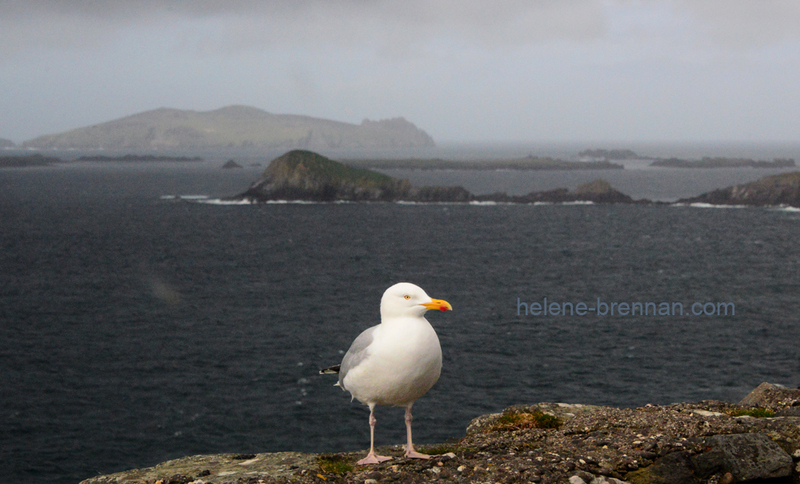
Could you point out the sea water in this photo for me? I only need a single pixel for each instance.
(137, 326)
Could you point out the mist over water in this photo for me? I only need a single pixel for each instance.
(137, 328)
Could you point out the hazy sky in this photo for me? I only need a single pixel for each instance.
(463, 70)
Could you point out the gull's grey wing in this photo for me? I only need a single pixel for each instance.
(356, 353)
(332, 369)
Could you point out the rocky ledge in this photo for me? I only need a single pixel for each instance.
(308, 176)
(756, 440)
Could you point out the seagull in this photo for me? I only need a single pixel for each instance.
(395, 362)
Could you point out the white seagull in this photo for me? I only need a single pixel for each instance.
(395, 362)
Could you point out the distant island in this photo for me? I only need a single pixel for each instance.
(230, 164)
(132, 157)
(528, 163)
(305, 175)
(27, 161)
(233, 127)
(615, 154)
(775, 190)
(721, 162)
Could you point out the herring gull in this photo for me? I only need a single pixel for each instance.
(395, 362)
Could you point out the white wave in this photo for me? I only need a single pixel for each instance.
(219, 201)
(711, 205)
(786, 208)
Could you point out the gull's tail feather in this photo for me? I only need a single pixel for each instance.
(333, 369)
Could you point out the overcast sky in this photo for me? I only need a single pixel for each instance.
(463, 70)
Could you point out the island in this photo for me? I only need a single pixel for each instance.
(722, 162)
(614, 154)
(133, 157)
(307, 176)
(233, 127)
(527, 163)
(26, 161)
(754, 440)
(230, 164)
(775, 190)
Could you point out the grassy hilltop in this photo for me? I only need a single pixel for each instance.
(233, 127)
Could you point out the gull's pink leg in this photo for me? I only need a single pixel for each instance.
(372, 458)
(410, 452)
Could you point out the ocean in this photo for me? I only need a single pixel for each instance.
(137, 327)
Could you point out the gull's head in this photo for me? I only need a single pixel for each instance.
(405, 300)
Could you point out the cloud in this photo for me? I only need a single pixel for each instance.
(226, 27)
(744, 23)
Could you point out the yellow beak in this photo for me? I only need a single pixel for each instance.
(439, 304)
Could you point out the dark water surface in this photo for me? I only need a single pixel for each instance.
(136, 329)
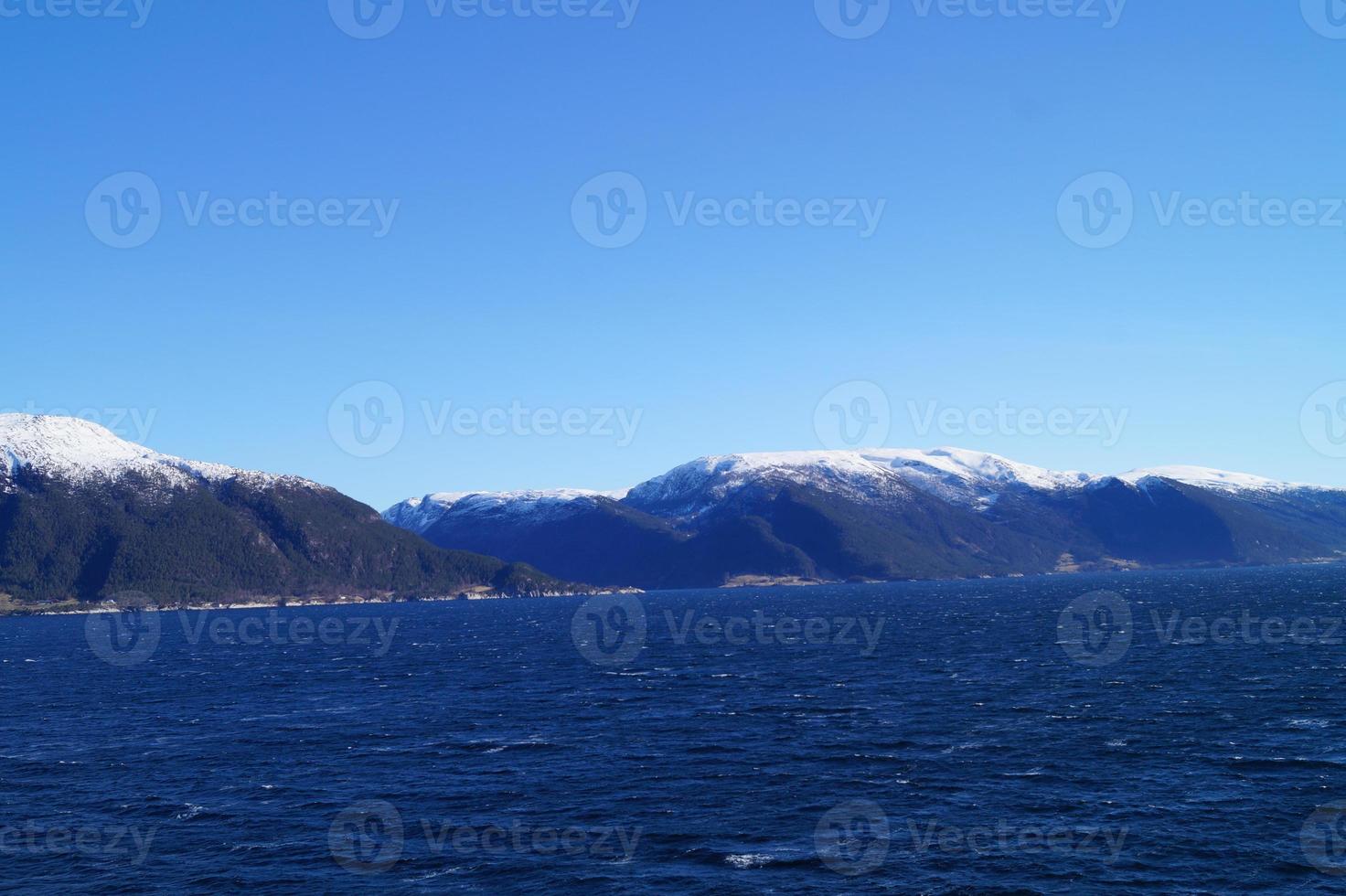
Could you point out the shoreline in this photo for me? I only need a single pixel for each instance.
+ + + + + + +
__EXERCISE INSTRUCTIONS__
Reproduce every one of the rows above word for word, leaving out the pictures.

__SOLUTION TO THE PROBLEM__
Could you point out the sea water in this photo for me? I only need a single pixel for each instance.
(137, 326)
Could you point out the mist over water in this photo for me? I only need a single pixel for each instance.
(137, 328)
Could you point out the hazy sky in this photo for me? I only need a single pixel for each instance.
(463, 70)
Could you point out the gull's grey wing in this photo for me? I only need a single pixel for each instance.
(356, 353)
(332, 369)
Could you point out the rocky ledge in this photo for me? I only need a single pixel for each instance.
(308, 176)
(756, 440)
Could you point out the seagull in this photo for me? I only need a single pixel for each instance.
(395, 362)
Could you point out the white seagull in this photo for me? I only need a single pixel for each instance.
(395, 362)
Could you point out the distant island in this photo for me? I only need a single pixel for each instance.
(230, 164)
(132, 157)
(528, 163)
(305, 175)
(27, 161)
(233, 127)
(615, 154)
(775, 190)
(721, 162)
Could you point out the herring gull in this photo for me? I only need a single pixel for each instance.
(395, 362)
Could you point out the white wave in this photo for me? I only need a single pixel for each instance.
(219, 201)
(711, 205)
(786, 208)
Could you point out the gull's tail feather in this photo for me? I only need a single pixel for each instance.
(333, 369)
Could you point out the overcast sky in this photo for me? I only need a single pixel for each instance.
(463, 70)
Could you point out the island in this photo for me? I only need a single pixel for each instance.
(722, 162)
(614, 154)
(133, 157)
(307, 176)
(233, 127)
(527, 163)
(26, 161)
(754, 440)
(230, 164)
(775, 190)
Could you point out the grassy hilltop in this photo for me? I only need a single pixel for each instance.
(233, 127)
Could you point out the gull's pink leg in this photo for me? I only need a single pixel for each instance.
(372, 458)
(410, 452)
Could you point out the ocean in this photo for me? I only need a single pixel for each instance.
(137, 327)
Could you point out the gull's head in this photo for me? I only need a single pixel for each instance.
(405, 300)
Could you point out the cloud in this photo for me? I only need a single pixel for each instance.
(226, 27)
(744, 23)
Could you point out the yellow beak in this photo for me? I only need a single pixel for each instance.
(439, 304)
Could you point out the dark water surface in this photo for me? I only need a single pixel for each instance.
(136, 329)
Could you point out the shoreline in this photo for me? I only need a single pixel for each instance.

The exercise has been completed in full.